▸ Passage:
● ● ● ●
How To Make an Inventory Spreadsheet (Plus Benefits)
By Indeed Editorial Team
Published October 8, 2021
The Indeed Editorial Team comprises a diverse and talented team of writers, researchers and subject matter experts equipped with Indeed's data and insights to deliver useful tips to help guide your career journey.
Inventory management involves supervising goods from manufacturers to retailers to final points of sale. It's an essential process for ensuring that customers have access to the items that they need and that organizations can be profitable. Effective inventory management requires careful organization and accurate record keeping. In this article, we define what an inventory spreadsheet is, discuss the benefits of using one for inventory management and outline the steps for creating one.
What is an inventory spreadsheet?
An inventory spreadsheet is an important part of the inventory management process. It's a document that allows business owners and managers to record and track their inventory levels. This helps them better monitor and manage their inventory to ensure a healthy inventory turnover.
● ● ● ●
▸ Records provided:
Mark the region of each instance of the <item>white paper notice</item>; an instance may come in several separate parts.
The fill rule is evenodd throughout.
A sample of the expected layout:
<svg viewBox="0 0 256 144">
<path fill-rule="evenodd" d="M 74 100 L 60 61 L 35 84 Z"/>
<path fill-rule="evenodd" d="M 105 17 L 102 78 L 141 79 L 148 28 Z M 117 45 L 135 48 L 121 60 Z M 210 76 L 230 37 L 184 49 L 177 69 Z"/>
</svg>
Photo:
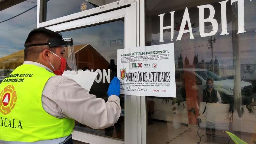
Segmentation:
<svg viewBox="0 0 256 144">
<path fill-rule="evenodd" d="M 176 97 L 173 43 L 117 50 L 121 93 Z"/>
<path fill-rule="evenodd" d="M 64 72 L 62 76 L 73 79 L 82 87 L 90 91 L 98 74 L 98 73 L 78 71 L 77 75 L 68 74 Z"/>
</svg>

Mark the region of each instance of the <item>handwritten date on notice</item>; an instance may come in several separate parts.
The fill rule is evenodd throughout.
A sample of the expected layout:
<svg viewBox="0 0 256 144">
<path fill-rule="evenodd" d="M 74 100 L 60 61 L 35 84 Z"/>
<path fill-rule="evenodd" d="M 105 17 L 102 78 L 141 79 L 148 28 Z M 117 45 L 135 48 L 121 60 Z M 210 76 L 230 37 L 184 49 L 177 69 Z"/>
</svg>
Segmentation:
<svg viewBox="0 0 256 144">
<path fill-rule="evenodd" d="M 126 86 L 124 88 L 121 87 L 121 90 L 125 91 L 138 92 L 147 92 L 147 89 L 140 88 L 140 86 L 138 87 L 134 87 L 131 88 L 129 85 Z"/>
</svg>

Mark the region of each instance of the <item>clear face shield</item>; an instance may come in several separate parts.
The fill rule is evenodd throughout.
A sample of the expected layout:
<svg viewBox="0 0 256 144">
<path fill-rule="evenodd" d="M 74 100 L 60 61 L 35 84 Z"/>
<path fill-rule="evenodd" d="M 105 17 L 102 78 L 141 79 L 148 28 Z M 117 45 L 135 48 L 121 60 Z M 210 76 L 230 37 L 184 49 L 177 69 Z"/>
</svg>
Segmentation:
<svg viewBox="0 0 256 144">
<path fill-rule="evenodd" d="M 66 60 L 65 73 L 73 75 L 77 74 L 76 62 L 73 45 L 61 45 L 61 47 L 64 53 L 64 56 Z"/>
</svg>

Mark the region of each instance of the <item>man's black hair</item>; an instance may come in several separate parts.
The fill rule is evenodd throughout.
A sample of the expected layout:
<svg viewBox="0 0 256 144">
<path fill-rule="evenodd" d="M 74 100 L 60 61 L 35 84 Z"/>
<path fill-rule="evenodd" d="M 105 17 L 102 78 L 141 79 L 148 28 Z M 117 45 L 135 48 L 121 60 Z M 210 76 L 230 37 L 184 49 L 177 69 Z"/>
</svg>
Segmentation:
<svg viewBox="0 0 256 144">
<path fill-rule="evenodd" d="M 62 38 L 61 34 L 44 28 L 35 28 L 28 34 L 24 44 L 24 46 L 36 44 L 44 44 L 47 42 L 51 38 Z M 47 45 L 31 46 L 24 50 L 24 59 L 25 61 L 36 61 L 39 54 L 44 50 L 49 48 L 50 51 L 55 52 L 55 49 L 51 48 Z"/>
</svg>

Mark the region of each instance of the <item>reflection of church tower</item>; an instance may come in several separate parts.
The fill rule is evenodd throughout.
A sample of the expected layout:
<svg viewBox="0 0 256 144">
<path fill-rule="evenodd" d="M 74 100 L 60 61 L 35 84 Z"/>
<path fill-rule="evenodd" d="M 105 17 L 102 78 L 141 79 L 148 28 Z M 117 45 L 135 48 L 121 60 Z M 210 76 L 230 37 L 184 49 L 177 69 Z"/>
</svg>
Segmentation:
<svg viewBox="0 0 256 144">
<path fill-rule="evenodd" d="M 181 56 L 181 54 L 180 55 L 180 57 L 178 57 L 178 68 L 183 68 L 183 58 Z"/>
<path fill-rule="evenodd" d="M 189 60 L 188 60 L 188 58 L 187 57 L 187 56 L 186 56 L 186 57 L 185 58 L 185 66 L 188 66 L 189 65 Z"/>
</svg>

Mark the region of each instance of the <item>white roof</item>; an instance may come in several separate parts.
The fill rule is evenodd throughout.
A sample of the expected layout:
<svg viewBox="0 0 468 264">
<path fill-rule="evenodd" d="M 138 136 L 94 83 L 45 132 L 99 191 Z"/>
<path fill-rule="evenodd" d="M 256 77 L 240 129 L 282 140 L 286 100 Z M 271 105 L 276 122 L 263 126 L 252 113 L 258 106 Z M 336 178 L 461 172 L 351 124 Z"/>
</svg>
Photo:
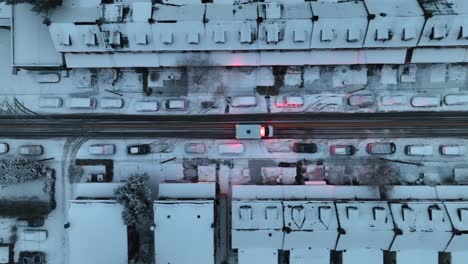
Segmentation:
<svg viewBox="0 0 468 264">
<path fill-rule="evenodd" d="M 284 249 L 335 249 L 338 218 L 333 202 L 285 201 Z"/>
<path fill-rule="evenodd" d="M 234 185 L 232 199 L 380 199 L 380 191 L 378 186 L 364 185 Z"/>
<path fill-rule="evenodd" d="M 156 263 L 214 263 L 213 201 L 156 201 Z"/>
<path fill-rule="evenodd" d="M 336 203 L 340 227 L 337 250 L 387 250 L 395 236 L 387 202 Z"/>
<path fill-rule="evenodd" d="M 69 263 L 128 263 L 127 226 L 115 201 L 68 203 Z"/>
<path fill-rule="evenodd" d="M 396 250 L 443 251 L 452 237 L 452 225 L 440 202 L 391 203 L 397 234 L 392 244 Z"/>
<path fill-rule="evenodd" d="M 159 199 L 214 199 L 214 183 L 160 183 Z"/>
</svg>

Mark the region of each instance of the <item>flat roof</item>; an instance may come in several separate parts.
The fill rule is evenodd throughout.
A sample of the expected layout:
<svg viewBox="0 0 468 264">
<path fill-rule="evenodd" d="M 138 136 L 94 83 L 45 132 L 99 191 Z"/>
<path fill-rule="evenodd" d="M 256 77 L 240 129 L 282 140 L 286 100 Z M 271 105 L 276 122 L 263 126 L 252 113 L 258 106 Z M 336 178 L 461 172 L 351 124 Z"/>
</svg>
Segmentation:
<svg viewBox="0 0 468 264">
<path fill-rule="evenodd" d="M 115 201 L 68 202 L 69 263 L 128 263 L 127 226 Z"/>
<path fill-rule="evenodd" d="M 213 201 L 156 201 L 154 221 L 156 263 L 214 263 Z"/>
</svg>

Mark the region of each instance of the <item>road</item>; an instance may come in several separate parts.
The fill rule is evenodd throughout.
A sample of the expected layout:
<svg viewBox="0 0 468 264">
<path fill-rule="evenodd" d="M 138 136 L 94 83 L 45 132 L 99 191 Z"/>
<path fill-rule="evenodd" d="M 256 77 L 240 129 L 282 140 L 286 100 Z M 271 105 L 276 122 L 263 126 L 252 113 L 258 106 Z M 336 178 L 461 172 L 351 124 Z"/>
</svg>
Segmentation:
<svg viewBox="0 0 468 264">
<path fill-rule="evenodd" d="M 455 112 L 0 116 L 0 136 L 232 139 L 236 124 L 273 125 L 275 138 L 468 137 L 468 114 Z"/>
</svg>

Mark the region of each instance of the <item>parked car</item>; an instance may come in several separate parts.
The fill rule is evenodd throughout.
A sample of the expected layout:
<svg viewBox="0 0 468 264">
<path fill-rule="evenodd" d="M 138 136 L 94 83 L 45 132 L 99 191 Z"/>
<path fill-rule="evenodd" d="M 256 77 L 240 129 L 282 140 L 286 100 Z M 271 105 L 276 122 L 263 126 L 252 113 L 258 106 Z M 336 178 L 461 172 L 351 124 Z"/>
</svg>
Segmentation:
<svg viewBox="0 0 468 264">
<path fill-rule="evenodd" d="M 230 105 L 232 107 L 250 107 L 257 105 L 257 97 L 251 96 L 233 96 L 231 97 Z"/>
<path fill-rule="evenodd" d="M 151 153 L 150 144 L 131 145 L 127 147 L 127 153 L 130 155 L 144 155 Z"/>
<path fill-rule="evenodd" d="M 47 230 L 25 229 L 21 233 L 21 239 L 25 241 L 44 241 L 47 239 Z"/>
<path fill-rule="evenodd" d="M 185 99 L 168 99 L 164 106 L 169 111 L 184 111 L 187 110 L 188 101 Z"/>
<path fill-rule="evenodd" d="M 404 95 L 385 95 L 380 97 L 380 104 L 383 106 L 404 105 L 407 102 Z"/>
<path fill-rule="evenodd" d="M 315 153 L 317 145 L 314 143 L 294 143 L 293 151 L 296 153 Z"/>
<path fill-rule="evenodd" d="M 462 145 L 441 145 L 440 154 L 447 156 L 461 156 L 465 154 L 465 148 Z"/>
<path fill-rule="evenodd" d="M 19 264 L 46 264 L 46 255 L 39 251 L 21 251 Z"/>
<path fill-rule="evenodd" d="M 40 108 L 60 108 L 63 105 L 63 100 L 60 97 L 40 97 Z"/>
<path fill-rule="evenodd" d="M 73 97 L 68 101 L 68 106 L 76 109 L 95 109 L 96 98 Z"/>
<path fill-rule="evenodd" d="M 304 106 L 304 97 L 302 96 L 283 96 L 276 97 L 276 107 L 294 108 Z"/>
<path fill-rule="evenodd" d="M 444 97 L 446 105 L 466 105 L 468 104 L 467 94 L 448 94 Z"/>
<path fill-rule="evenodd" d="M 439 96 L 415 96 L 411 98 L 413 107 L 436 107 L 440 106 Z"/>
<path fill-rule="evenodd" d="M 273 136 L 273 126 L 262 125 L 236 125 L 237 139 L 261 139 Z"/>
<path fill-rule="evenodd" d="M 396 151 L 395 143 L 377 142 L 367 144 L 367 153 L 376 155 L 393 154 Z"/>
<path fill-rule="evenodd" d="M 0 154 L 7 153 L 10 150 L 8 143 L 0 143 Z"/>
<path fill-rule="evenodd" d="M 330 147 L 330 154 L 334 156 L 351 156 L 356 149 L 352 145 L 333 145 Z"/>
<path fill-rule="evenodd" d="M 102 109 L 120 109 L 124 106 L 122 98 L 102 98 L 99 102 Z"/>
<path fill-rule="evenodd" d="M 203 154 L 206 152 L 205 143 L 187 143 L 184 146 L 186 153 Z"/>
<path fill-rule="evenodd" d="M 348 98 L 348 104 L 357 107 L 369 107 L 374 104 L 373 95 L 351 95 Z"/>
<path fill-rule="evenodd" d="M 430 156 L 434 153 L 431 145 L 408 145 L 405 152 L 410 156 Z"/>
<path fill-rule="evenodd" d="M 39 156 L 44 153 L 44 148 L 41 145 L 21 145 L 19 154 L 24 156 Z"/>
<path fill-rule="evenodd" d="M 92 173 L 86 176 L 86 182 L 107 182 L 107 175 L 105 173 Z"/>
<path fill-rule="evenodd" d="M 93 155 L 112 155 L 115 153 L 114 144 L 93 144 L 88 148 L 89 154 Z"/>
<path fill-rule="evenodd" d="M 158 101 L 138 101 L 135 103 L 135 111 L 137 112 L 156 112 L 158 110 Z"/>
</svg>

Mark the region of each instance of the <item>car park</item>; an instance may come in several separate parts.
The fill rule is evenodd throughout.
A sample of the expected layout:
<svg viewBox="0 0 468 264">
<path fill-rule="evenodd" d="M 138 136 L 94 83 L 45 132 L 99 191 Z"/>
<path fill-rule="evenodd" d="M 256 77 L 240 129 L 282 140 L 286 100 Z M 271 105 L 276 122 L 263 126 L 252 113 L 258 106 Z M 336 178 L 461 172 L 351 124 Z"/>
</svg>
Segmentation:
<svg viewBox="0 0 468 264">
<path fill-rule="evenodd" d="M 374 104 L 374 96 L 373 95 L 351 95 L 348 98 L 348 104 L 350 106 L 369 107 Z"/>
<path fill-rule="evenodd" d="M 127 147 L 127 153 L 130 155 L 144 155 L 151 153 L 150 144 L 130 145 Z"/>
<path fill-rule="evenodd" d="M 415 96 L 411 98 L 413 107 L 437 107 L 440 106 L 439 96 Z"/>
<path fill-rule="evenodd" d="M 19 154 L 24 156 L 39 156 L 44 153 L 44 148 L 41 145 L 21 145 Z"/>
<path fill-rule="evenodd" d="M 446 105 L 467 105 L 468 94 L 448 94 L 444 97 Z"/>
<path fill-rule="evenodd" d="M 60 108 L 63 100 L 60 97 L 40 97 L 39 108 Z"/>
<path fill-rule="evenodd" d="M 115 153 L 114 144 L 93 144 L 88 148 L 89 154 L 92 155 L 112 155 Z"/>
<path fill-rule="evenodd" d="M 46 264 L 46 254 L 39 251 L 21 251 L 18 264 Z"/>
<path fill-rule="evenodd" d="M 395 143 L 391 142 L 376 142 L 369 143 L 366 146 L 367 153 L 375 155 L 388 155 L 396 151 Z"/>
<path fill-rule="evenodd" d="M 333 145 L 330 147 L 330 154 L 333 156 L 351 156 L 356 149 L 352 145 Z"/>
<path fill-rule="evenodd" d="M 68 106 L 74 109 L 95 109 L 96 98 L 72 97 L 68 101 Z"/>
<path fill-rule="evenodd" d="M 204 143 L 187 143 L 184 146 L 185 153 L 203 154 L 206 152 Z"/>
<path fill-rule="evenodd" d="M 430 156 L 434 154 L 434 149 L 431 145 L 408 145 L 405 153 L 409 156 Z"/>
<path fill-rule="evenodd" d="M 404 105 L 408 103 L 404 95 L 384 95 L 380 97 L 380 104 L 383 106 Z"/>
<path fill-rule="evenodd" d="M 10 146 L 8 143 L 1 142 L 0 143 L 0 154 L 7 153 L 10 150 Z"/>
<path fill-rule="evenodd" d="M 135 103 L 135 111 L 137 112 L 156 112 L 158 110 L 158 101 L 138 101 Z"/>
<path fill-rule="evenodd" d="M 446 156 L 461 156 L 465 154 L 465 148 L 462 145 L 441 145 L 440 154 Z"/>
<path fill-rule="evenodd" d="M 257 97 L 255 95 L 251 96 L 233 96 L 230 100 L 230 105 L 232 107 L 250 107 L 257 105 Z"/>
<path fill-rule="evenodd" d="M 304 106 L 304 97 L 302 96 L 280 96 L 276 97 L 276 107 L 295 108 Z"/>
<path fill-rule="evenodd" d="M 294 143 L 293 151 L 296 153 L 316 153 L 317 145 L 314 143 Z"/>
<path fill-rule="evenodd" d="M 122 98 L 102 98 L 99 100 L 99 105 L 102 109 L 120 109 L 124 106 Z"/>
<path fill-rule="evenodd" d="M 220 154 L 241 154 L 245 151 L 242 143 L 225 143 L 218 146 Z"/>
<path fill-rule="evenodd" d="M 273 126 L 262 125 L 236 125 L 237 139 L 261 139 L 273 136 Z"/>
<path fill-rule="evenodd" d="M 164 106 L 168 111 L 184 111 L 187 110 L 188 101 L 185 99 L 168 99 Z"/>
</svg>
● ● ● ●
▸ Set task A: In the inventory spreadsheet article, what does inventory management involve?
▸ Set task B: From the inventory spreadsheet article, extract the passage starting with "How To Make" and going on through "your career journey.".
▸ Set task C: Continue the article on inventory spreadsheets, picking up right after its last sentence.
The records come from a different source than the text.

▸ Exercise answer A: It involves supervising goods from manufacturers to retailers to final points of sale.

▸ Exercise answer B:
How To Make an Inventory Spreadsheet (Plus Benefits)
By Indeed Editorial Team
Published October 8, 2021
The Indeed Editorial Team comprises a diverse and talented team of writers, researchers and subject matter experts equipped with Indeed's data and insights to deliver useful tips to help guide your career journey.

▸ Exercise answer C:
Inventory turnover refers to how successful an organization is in selling its inventory within a period. A high inventory turnover indicates an organization sells the products quickly and created a demand for them, but a low inventory turnover suggests it struggles to sell the products and may need to improve its marketing efforts. It's important to strive for a balanced inventory turnover where there's a consistent demand for the products while the organization is able to keep enough units of a product in stock to meet customers' needs.
Read more: What Is Inventory Turnover?
Benefits of making an inventory spreadsheet
Inventory management is essential for supporting the success of a business. It ensures organizations have the products and supplies they need, which ultimately promotes customer satisfaction and generates revenue. It's important to create and maintain accurate records for effective inventory management.
Here are some benefits of making an inventory spreadsheet:
Accessibility: Creating an inventory spreadsheet in a standard word processing software or an online platform may make it more accessible for other users and easy to share. Conversely, using a dedicated system may limit who's able to access or open the file.
Accuracy: Maintaining an inventory spreadsheet provides you with accurate real-time data. This can be beneficial for preparing accurate sales forecasting and ensuring you order the appropriate amount of goods.
Affordability: Most programs that you can use to create an inventory spreadsheet are free or may be programs that your organization already has. This allows you to reduce costs rather than invest in a separate inventory management system.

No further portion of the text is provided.